(Natural-language object grounding data)
Content starts

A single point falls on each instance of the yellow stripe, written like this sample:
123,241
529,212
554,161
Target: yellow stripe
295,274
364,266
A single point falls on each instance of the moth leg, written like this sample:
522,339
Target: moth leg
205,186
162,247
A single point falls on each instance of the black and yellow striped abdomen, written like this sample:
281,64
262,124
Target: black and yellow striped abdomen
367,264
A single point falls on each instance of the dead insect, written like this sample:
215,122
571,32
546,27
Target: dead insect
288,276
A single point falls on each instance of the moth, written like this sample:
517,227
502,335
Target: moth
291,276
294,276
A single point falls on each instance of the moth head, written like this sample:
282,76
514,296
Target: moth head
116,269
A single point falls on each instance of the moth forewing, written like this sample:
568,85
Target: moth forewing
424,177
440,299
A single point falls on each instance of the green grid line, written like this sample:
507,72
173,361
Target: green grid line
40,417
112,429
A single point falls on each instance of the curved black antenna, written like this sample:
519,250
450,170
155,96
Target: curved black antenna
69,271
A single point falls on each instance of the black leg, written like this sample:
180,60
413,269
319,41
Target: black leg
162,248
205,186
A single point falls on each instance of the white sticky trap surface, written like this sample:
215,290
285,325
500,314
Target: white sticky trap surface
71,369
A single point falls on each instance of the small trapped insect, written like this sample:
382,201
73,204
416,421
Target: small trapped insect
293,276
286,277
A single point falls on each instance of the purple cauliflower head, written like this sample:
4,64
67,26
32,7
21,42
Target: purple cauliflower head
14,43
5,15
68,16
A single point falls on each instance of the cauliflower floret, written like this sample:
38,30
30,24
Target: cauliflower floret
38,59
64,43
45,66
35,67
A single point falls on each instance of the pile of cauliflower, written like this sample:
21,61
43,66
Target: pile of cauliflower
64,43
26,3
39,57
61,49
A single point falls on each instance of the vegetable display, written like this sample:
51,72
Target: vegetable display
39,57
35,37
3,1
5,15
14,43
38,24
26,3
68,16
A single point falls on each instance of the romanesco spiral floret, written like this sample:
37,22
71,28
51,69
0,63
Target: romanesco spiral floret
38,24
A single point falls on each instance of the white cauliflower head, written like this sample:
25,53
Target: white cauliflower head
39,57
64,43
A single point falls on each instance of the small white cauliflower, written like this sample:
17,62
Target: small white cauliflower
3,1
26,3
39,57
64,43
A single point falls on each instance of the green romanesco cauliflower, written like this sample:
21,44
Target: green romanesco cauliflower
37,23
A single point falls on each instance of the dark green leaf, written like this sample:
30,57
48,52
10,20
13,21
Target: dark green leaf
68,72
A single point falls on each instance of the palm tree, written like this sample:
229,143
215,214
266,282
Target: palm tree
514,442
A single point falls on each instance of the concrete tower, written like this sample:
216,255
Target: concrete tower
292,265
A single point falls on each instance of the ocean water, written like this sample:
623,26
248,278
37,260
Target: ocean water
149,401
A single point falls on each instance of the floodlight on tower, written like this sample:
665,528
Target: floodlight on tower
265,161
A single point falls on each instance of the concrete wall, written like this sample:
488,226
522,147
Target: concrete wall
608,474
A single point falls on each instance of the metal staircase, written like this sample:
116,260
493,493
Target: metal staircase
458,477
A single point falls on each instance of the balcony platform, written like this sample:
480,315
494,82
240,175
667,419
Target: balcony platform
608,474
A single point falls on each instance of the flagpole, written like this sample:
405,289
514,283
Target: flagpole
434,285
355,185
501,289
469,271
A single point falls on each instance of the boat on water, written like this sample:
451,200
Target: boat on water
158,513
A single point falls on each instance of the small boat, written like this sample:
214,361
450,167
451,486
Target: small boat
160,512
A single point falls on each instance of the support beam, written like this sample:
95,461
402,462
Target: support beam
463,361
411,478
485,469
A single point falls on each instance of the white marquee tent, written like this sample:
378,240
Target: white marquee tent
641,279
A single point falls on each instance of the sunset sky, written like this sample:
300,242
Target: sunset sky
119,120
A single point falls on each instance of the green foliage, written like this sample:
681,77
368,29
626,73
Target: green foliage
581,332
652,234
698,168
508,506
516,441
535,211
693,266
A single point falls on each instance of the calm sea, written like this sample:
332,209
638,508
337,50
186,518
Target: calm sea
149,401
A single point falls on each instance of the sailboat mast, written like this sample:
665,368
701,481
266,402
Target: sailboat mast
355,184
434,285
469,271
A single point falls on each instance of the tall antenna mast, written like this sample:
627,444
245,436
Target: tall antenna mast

Content ends

[WHAT IS EXPECTED] Output the data above without altering a line.

[EXERCISE SOLUTION]
A single point falls on each instance of the yellow stripe, written like this sample:
123,241
529,212
554,161
Target: yellow stripe
295,274
364,266
A single point falls on each instance of the moth leg, written like this sample:
522,339
Target: moth leg
205,186
162,247
A single point falls on each instance of the black and yellow striped abdomen, written like this sample:
281,64
262,124
Target: black and yellow striped abdomen
367,264
A single point falls on each instance of the dead insect, written like this sample:
215,122
571,32
546,27
Target: dead insect
288,276
A single point falls on each instance of the moth, written like this sample:
517,227
502,335
Target: moth
291,276
294,276
A single point falls on each instance of the moth head, written like this sample:
282,76
514,296
Target: moth head
116,269
A single point falls on each instance of the moth forewing, written like this sample:
568,85
Target: moth forewing
424,177
440,299
A single point falls on each instance of the green grid line, written like this sample:
507,72
173,361
Target: green grid line
40,417
112,429
A single point falls on each instance of the curved black antenna, written like this sample:
519,250
450,170
155,96
Target: curved black antenna
69,271
A single point falls on each instance of the black leg, written like this sample:
180,60
413,269
319,41
Target: black leg
162,248
205,186
A single point falls on each instance of the white sticky trap surface, written like this sample:
215,290
285,325
500,314
Target: white sticky trap surface
71,369
A single point falls on each instance of the small trapped insect, written like this sample:
382,201
73,204
416,421
Target: small trapped insect
293,276
286,277
A single point falls on each instance of the purple cauliflower head, written like this sample:
4,64
67,26
32,7
21,42
Target: purple cauliflower head
14,43
5,15
68,16
A single point falls on each instance of the cauliflower floret, written like this sample:
38,30
30,24
Target: cauliflower floret
38,59
64,43
45,66
35,67
A single point falls on each instance of the pile of cauliflower, written like this sample:
21,61
43,66
Target: pile of cauliflower
64,43
26,3
39,57
61,49
A single point falls on each instance of the vegetable display, written like this sample:
51,72
Target: vegetable display
39,57
35,37
3,1
5,15
14,43
38,24
26,3
68,16
A single point falls on each instance of the romanesco spiral floret, written like this sample:
37,22
71,28
51,69
0,63
Target: romanesco spiral floret
38,24
A single point falls on each instance of the white cauliflower head, written like this sample:
25,53
Target: white cauliflower head
39,57
64,43
A single point falls on each instance of the small white cauliflower, written like this sample:
17,62
Target: small white cauliflower
3,1
26,3
39,57
64,43
A single point falls on each instance of the green romanesco cauliflower, written like this sample:
21,44
Target: green romanesco cauliflower
37,23
A single point falls on each instance of the dark green leaf, written like this sample:
30,57
48,52
10,20
13,21
Target: dark green leaf
68,72
A single point falls on each instance of the palm tree, written like this sample:
229,143
215,214
266,282
Target: palm tree
514,442
A single point falls on each instance of the concrete tower, written like this sample:
216,255
Target: concrete tower
292,265
A single point falls on each instance of the ocean water, written like this sample:
623,26
248,278
37,260
Target: ocean water
149,401
A single point falls on each instance of the floodlight on tower, written like this sample:
665,528
Target: floodlight on tower
265,161
A single point falls on each instance of the concrete wall, written like this sample:
488,226
522,147
Target: concrete wall
608,474
A single point falls on each instance of the metal staircase, written like this sample:
116,260
493,493
Target: metal staircase
458,477
A single point falls on each instance of the balcony platform, written like this sample:
480,315
494,82
240,175
667,419
Target: balcony platform
608,474
A single point falls on each instance of the flagpole, written like this sample:
405,289
514,283
Target: flagpole
434,285
355,185
501,289
469,271
A single point falls on each instance of the boat on water, written like this sample:
451,200
Target: boat on water
158,513
A single point falls on each instance of the small boat, written like this sample:
214,361
450,167
451,486
Target: small boat
160,512
A single point falls on each instance of the support beam, written like this sample:
95,461
402,462
Target: support beam
463,361
411,478
485,469
A single point falls on each instance of the white marquee tent, written like this sample:
378,240
Target: white marquee tent
641,279
A single point falls on each instance of the sunset sky, written like this sample:
300,242
Target: sunset sky
119,120
A single point falls on each instance of the green foliage, written like this sample:
681,77
368,29
626,73
Target: green foliage
581,332
652,234
698,168
508,506
516,441
535,211
693,266
A single point falls on each instance of the calm sea, written like this sample:
332,209
638,508
337,50
186,518
Target: calm sea
149,401
A single point falls on each instance of the sailboat mast, written like this sample:
665,368
701,481
266,402
Target: sailboat mast
355,184
434,285
469,271
A single point falls on each instance of the tall antenna mast, written like this sample:
627,444
245,436
Target: tall antenna mast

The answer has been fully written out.